DATASET ROWS:

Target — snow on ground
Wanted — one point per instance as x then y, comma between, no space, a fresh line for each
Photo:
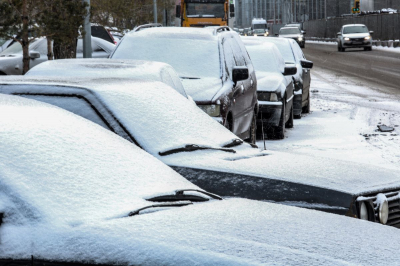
343,123
387,49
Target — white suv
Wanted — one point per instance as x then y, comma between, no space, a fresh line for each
354,36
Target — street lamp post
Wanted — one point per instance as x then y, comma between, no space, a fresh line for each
87,38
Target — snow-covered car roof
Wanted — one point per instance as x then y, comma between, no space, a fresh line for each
110,68
67,186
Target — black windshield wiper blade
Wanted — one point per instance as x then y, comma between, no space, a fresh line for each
233,143
180,196
193,147
136,212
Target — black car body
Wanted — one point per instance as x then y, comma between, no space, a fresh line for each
213,64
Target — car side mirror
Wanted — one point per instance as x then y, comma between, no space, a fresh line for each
239,73
306,63
178,11
289,71
34,55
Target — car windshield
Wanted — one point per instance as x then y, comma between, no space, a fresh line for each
355,29
284,31
263,59
259,26
16,48
193,58
205,10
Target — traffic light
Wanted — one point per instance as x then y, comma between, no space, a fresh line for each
356,8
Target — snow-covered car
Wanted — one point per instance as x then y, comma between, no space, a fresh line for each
293,33
11,58
97,68
168,126
213,64
354,36
73,193
292,54
275,88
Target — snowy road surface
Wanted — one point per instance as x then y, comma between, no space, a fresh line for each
345,113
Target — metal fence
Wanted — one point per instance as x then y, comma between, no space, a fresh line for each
385,26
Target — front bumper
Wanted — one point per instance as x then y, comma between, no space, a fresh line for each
270,113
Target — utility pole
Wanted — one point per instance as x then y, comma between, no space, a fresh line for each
155,10
87,38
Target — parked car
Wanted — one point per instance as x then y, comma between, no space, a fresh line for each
274,88
11,58
74,194
169,127
213,64
354,36
293,33
126,69
292,54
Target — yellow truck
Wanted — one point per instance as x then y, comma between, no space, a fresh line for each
202,13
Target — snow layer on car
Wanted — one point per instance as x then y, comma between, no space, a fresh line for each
47,149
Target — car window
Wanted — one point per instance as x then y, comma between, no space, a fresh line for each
75,104
190,58
228,55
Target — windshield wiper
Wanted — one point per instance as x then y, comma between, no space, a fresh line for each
136,212
189,78
179,195
233,143
193,147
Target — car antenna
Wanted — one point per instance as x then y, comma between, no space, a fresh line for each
262,131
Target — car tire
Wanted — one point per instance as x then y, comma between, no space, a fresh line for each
306,109
253,131
279,131
289,123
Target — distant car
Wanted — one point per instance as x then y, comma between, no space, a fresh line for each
75,194
354,36
213,64
293,33
155,117
275,88
292,54
11,58
126,69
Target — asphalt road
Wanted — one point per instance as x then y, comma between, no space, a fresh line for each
376,68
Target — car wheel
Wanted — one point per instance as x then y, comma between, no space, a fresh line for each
306,109
279,131
289,123
253,131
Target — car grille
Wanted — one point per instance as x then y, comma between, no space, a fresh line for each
393,198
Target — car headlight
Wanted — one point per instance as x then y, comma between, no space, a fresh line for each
363,211
267,96
212,109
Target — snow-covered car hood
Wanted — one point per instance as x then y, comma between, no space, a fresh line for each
268,81
202,89
356,35
348,177
290,35
228,232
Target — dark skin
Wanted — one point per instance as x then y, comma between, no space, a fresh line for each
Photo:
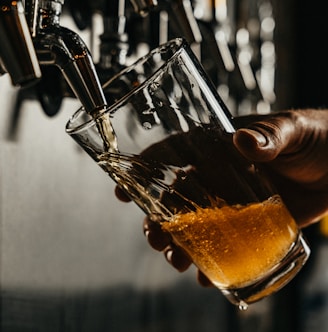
293,147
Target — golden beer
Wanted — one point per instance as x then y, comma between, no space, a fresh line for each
235,245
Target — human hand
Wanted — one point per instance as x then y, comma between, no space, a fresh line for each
293,147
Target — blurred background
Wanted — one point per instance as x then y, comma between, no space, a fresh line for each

WRITTEN TASK: Reproduce all of the records above with every "Wanted" renamed to "Format" and nothing else altered. Leave the pictures out.

EXERCISE ANSWER:
Target — snow on ground
Format — one point per instance as x then y, comma between, no space, a fresh line for each
Photo:
343,123
387,49
Target — white suv
Format — one point per instance as x then y, comma between, no space, a fresh line for each
354,36
Target — street lamp post
Format — one point per instance as x then y, comma between, no space, a fresh line for each
87,38
Target — snow-covered car roof
Format — one point per instance as x then y, comma between, no space, a fresh line for each
110,68
67,186
Target — black windshield wiper blade
Format — one point per instance as x then y, comma between, no space, a fresh line for each
233,143
180,196
193,147
136,212
Target — black car body
Format — one point per instance as x then y, comma between, no space, a fresh line for each
213,64
Target — car side mirror
Format — one point per instance as x then y, comma between, no space, a fresh line for each
239,73
306,63
178,11
289,71
34,55
Target — car windshield
Format — one point per instance as x then y, comma between, no space, a fresh line for each
355,29
284,31
263,59
259,26
16,48
193,58
205,10
Target — traffic light
Format — one point per instance as x then y, comma between, no space, a fresh line for each
356,8
Target — snow-covered car
Format — one point per instance as x then y, comma between, no space, a fresh line for each
293,33
11,58
97,68
168,126
213,64
354,36
73,193
292,54
275,88
Target — snowy road surface
Format — one point per instance as x then y, comma between, no space, a fresh line for each
345,113
Target — metal fence
Format — one point per instance as x then y, comma between, no space, a fresh line for each
385,26
Target — front bumper
Format — one point per instance as x then y, comma between, no space, a fresh line for each
270,113
Target — utility pole
Format — one point per instance as x then y, comma between, no space, a fresh line for each
155,10
87,38
Target — parked car
Format — one point per instance as x then y, comma between, no space, a fresh line for each
274,88
11,58
74,194
169,127
213,64
354,36
293,33
126,69
292,54
Target — yellow truck
Format — one point per instance as x then y, comma between, no space, a fresh line for each
202,13
Target — snow layer on car
Format — one point per instance as x then y, comma between, no space, a fresh line for each
47,149
Target — car window
Format — one point per instance as x then y, comma between, no space, a fresh line for each
75,104
190,58
228,55
Target — windshield wiper
Format — one point per instance as x then y, comma between, no space, a fresh line for each
136,212
189,78
179,195
233,143
193,147
Target — car antenna
Format — one point per instance as x then y, comma between, no space, a fresh line for each
262,131
Target — car tire
Format — one point per instance as x then y, comma between, no space, a fresh line for each
306,109
253,131
279,131
289,123
Target — distant car
Format — one point per instance as x then y, comma between, no space, a fresh line for each
75,194
354,36
213,64
293,33
155,117
275,88
292,54
11,58
126,69
Target — asphalt road
Format — one point per instance as x then y, comma between, no space, a fresh line for each
376,68
Target — car wheel
Format — one point per instance as x then y, comma between, no space, a fresh line for each
306,109
279,131
289,123
253,131
Target — car grille
Format — one point per instance as x then y, comma between, no space, a fresh line for each
393,198
Target — car headlight
Format — one point per instance as x then y, comma between, no space, a fresh line for each
363,211
267,96
212,109
Target — snow-covered car hood
Format — one point per instance as x then y, comma between, no space, a fresh line for each
268,81
202,89
356,35
348,177
290,35
228,232
Target — dark skin
Format — one point per instance as x then y, comma between, no space, a fresh line for each
Photo:
293,147
Target — golden beer
Format — one point per instance as x then y, comma between, no space, a fresh line for each
235,245
Target — human hand
Format — one point per instance as x then y, comma between, no space, a fresh line for each
293,147
Target — blurred background
Format — one point per instance as x then y, comma between, no space, a fresh line for each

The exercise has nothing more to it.